Copy the data as given. No line may be skipped.
[Supplied data Boundary: Start]
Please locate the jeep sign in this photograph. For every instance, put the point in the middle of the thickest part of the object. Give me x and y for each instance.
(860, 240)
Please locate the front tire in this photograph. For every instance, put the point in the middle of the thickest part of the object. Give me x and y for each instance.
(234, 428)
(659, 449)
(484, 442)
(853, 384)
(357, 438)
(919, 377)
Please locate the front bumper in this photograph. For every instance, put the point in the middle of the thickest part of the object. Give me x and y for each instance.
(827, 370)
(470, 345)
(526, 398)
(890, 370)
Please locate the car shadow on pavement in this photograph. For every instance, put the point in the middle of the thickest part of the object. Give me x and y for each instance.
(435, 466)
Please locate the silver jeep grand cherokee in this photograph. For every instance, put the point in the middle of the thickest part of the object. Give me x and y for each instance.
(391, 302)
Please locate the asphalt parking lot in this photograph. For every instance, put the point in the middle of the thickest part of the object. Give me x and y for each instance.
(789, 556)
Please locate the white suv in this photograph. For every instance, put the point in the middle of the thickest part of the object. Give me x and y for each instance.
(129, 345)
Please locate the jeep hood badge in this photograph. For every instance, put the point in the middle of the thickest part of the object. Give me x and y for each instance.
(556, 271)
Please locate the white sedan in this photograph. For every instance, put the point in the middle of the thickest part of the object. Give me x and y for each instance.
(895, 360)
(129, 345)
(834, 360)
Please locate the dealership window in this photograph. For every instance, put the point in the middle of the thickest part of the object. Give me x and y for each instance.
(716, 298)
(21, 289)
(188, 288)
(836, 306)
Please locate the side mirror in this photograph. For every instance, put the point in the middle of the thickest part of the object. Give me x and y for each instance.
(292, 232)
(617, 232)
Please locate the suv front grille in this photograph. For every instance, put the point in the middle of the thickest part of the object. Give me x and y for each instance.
[Supplied data Boundary: End]
Output of the task:
Please locate the jeep sign in this photograph. For every instance, put the point in the middle of the thickest part of the object. Give me x and y for each instance.
(860, 240)
Please locate the front tire in this photograph. For every instance, put the point in the middle of the thickest part of the object. Give me x and y for each instance.
(234, 428)
(659, 449)
(484, 442)
(853, 384)
(357, 438)
(919, 377)
Please locate the front bumper in this photograph. For every instance, put the point in the middle of the thickest part of the object. Give me x and y for each instance.
(827, 370)
(470, 345)
(526, 398)
(890, 370)
Please locate the car shadow on pavement in this photograph. For every instance, put the point in the middle of the thickest part of the object. Give me x and y for each instance.
(435, 466)
Please locate the silver jeep grand cherokee in this photograph. For every instance, put the point in the middle of the thickest part of the object. Give me x and y for each instance.
(391, 302)
Please locate the asphalt parking lot in this photograph. For every instance, put the point in the middle of the thickest part of the object. Give me x and y for each instance.
(789, 556)
Please locate the white suv in this photograph. For every instance, put the point in the middle of the thickest part of the object. Give me x and y for each instance.
(129, 345)
Please locate the jeep hood badge in this photograph. For every instance, put the point in the middle of the thickest part of the object. Give me x and y for each instance.
(556, 271)
Please locate the white sedan in this photograph. For every instance, put the point in the middle of the thickest part of the object. Give me x and y for each instance.
(895, 360)
(129, 345)
(834, 360)
Please locate the dealership window in this photograph. For every instance, put the point in the middle of the thickest part of the object. Give me x and y for each instance.
(716, 298)
(21, 289)
(188, 288)
(836, 306)
Please locate the side mirror in this photograph. For every instance, put the point in the middle of the thickest part of the object. Give me x and y for each instance.
(292, 232)
(617, 232)
Please locate the suv front grille in this photograph. For every instance, put the point in the middle of the thickest part of the object. Give me x and y for each instance.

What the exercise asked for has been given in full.